VI. Personally Identifiable Information (PII)

  1. Schools should consider issues around exposing PII. See http://esri.box.com/agoorgsforschools for strategies for minimizing PII. Teachers and club leaders should help students minimize exposure of their own PII and that of others, including in map, image, and text.
  2. States must help potential entrants understand the level of PII required. Entries submitted to Esri for the top national prize (i.e. 1-HS and 1-MS) must agree in advance to expose student names, school names, and school city/state (homeschool students would be identified to closest city/town name).
  3. Esri will not seek, collect, or accept student names for any entrants other than the national prize entrants (1-HS and 1-MS per state). These and only these will have names exposed by Esri.

VII. State Leadership Teams

  1. Team leaders can apply using this form. (Contact Charlie Fitzpatrick if your state is making progress but needs assistance.)
  2. The state leadership team is the key to student participation in a state. All students in grades 4-12 are eligible to participate if a state has submitted an application to and been recognized by Esri. If there is not a formal state leadership team, no students from the state may submit entries.
  3. State leadership teams can include anyone who is willing to help develop the state rules and apply things fairly for all students in the state. Team members can be teachers, education leaders, college instructors, GIS practitioners, nonprofit or for-profit groups, or any adults interested in students across the state being able to participate.
  4. The tasks that must be handled by the leadership team are these:
    1. Decide state customizations: particular themes, dates, and participation policies.

•••••

### [INSTRUCTIONS]
1. Under the contest rules, which grades may take part once a state has been recognized by Esri?
2. Could you update the contest rules, starting with "2. The state" and going on through "and participation policies.", so that "Esri" is replaced by "the contest organizers"?
3. Could you write what comes next in the contest rules on state leadership teams, picking up after their last line?
These lines come from a separate source.

### [SOURCE EXCERPT]
•••••

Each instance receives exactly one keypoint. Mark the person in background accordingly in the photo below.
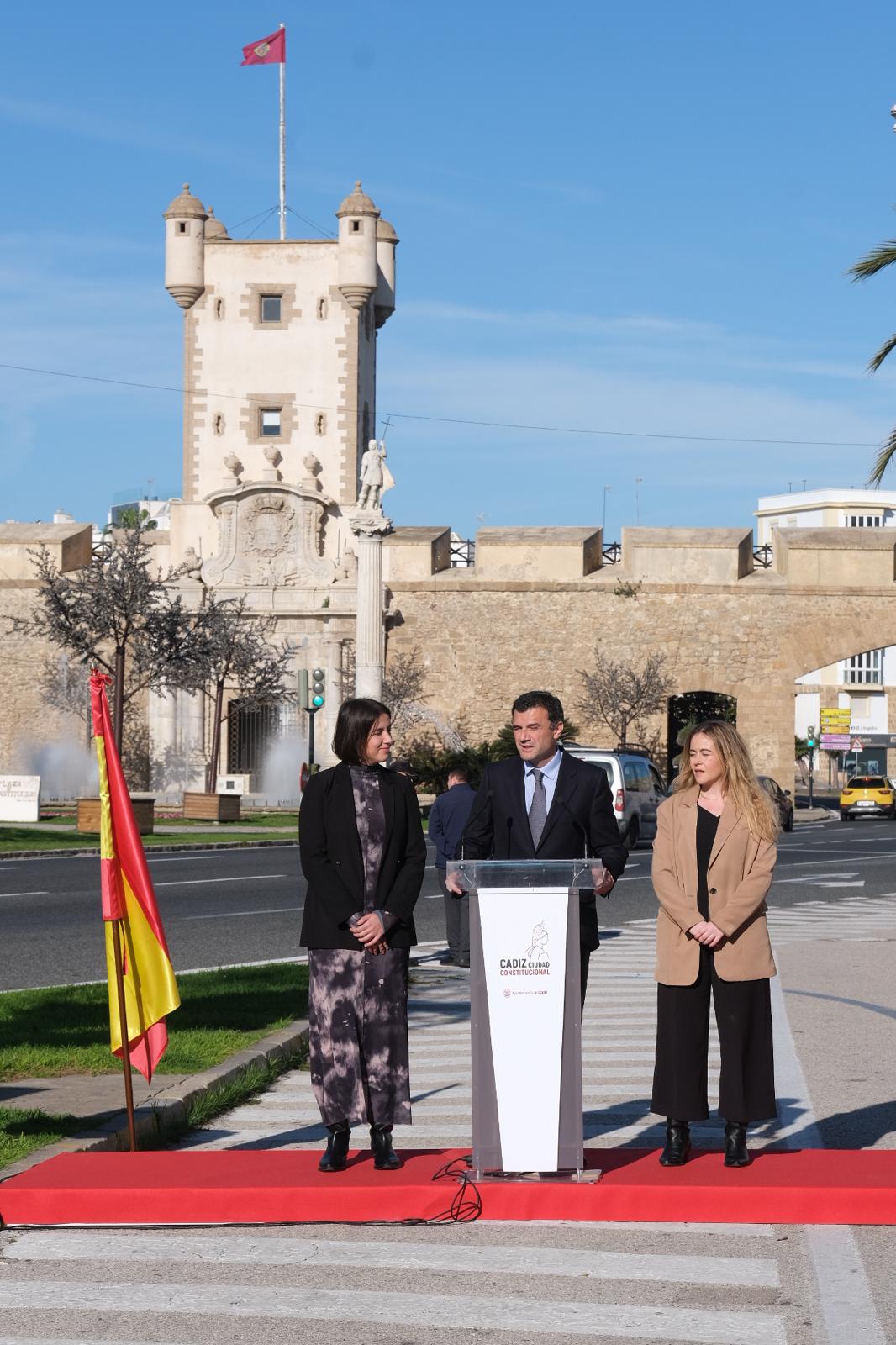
(714, 861)
(363, 857)
(447, 820)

•••••

### [RESPONSES BY TASK]
1. Students in grades 4-12.

2.
2. The state leadership team is the key to student participation in a state. All students in grades 4-12 are eligible to participate if a state has submitted an application to and been recognized by the contest organizers. If there is not a formal state leadership team, no students from the state may submit entries.
  3. State leadership teams can include anyone who is willing to help develop the state rules and apply things fairly for all students in the state. Team members can be teachers, education leaders, college instructors, GIS practitioners, nonprofit or for-profit groups, or any adults interested in students across the state being able to participate.
  4. The tasks that must be handled by the leadership team are these:
    1. Decide state customizations: particular themes, dates, and participation policies.

3.
    2. Submit appropriate paperwork to Esri, including the address of the state website and active email to which state participants may submit questions. The paperwork defines whom Esri will deal with on rules, participation, and grant funds.
    3. Post the necessary information, including state customizations, to a publicly accessible website. This can be quite elaborate (see MN 2018 example), but can also be just a single page of text, as long as it provides all the relevant info.
    4. Let schools, clubs, educators, and students across the state know about the competition, website, and email.
    5. Recruit and organize judges, and coordinate any "early mentoring option" communication.
    6. Post the state's official versions of Esri's template entry forms.
    7. Ensure the entries from school to state carry complete information.
    8. Submit to Esri proper information about participation and awardees from the state.
    9. Receive funds and distribute prizes.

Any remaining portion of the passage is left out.